- _操作说明_
(A) 从关于 MySQL filesort 排序的文字中，原样摘录从“mysql> show variables”到“row in set (0.00 sec)”的这一段。
(B) 接着关于 MySQL filesort 排序的文字最后一行，往下续写。

- _文档片段_
※

Optimization Using filesort
现在调整sort_buffer_size
来模拟排序数据量大于sort_buffer_size
的情况:
mysql> set sort_buffer_size=10240;
Query OK, 0 rows affected, 1 warning (0.00 sec)
mysql> show variables like 'sort_buffer_size';
+------------------+-------+
| Variable_name | Value |
+------------------+-------+
| sort_buffer_size | 32768 |
+------------------+-------+
1 row in set (0.00 sec)
我们设置了 10240,但小于sort_buffer_size
的最小值 32768,所以默认设置为了最小值。
mysql> select * from orderIndex order by c;
... ...
5000 rows in set (0.00 sec)
mysql> select * from information_schema.OPTIMIZER_TRACEG;
{
...
"join_execution": {
"select#": 1,
"steps": [
{
"sorting_table": "orderIndex",
"filesort_information": [
{
"direction": "asc",
"expression": "`orderIndex`.`c`"

※

坐标标注条目

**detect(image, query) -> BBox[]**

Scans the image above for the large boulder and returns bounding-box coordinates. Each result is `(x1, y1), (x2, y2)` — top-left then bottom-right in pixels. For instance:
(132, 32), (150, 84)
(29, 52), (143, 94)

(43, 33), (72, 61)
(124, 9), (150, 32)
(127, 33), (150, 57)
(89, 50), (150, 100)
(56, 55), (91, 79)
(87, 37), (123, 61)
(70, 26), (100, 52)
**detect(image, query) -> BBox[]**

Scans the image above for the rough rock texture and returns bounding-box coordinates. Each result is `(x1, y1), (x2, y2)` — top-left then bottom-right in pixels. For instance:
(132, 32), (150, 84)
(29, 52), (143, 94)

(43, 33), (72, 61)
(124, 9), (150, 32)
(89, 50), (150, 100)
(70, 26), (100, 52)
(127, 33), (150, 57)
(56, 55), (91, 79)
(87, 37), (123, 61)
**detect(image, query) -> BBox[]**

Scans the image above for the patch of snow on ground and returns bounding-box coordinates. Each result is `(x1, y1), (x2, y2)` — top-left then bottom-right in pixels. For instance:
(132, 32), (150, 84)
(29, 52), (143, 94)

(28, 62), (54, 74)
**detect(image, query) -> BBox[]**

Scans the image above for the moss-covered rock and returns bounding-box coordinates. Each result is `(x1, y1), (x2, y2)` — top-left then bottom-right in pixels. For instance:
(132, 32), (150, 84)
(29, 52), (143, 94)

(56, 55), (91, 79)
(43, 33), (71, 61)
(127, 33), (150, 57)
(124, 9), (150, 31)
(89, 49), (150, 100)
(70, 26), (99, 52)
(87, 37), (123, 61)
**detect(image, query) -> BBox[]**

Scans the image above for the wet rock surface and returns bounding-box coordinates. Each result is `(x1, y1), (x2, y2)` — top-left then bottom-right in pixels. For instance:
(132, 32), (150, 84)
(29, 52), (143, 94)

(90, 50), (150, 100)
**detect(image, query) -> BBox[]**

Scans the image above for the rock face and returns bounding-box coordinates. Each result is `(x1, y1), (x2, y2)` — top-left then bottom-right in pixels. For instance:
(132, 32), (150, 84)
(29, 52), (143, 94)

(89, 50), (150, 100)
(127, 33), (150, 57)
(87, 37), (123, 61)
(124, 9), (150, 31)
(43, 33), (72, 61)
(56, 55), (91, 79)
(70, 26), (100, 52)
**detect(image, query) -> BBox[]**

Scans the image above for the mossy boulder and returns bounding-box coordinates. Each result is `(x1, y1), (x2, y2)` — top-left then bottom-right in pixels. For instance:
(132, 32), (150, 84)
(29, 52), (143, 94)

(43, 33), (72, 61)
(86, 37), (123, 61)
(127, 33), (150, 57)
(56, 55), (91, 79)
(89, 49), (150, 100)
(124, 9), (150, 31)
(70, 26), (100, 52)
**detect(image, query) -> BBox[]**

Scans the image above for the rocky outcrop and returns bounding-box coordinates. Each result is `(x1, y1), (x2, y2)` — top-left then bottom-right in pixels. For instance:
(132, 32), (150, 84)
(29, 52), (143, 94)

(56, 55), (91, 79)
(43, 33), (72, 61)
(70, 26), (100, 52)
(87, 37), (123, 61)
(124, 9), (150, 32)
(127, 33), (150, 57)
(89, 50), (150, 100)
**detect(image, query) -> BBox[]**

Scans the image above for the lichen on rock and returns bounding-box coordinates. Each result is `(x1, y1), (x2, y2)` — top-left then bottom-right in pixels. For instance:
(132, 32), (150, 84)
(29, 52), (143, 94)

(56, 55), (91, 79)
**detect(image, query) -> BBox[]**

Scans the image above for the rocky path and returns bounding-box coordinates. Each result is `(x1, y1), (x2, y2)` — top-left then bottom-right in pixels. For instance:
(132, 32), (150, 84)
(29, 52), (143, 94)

※

- _参考答案_
(A)
mysql> show variables like 'sort_buffer_size';
+------------------+-------+
| Variable_name | Value |
+------------------+-------+
| sort_buffer_size | 32768 |
+------------------+-------+
1 row in set (0.00 sec)

(B)
}
],
"filesort_priority_queue_optimization": {
"usable": false,
"cause": "not applicable (no LIMIT)"
},
"filesort_execution": [
],
"filesort_summary": {
"memory_available": 32768,
"key_size": 9,
"row_size": 26,
"max_rows_per_buffer": 1260,
"num_rows_estimate": 11234,
"num_rows_found": 5000,
"num_initial_chunks_spilled_to_disk": 6,
"peak_memory_used": 33256,
"sort_algorithm": "std::stable_sort",
"unpacked_addon_fields": "skip_heuristic",
"sort_mode": "<fixed_sort_key, additional_fields>"
}
}
]
}
...
}
我们此时可以清晰的看到num_initial_chunks_spilled_to_disk = 6
(num_initial_chunks_spilled_to_disk
表示在执行合并之前块的数量),说明是使用了临时文件进行内存外排序的,它的执行流程如下:
- 读取与WHERE子句匹配的行。
- 对于每一行,在排序缓冲区中存储一个元组,该元组由排序键值和查询引用的列组成。
- 当排序缓冲区已满时,按内存中的排序键值对元组进行排序,并将其写入临时文件。
- 对临时文件进行归并排序后,按排序顺序检索行,但直接从排序后的元组中读取查询所需的列,而不是第二次访问该表。
此时我们需要额外说明的是,上面的流程是优化后的
算法,是在5.6 version后面引进来的,原始的算法
流程如下:
- 根据键或通过表扫描读取所有行。跳过与WHERE子句不匹配的行。
- 对于每一行,在排序缓冲区中存储一个由一对值(排序键值和行ID)组成的元组。
- 如果所有对都适合排序缓冲区,则不会创建临时文件。否则,当排序缓冲区已满时,请在内存中对其进行快速排序,然后将其写入临时文件。保存一个指向已排序块的指针。
- 重复上述步骤,直到已读取所有行。
- 将多达MERGEBUFF(7)个区合并到另一个临时文件中的一个块。重复直到第一个文件中的所有块都在第二个文件中。
- 重复以下步骤,直到剩余的块少于MERGEBUFF2(15)。
- 在最后一个多重合并中,仅行ID(值对的最后一部分)被写入结果文件。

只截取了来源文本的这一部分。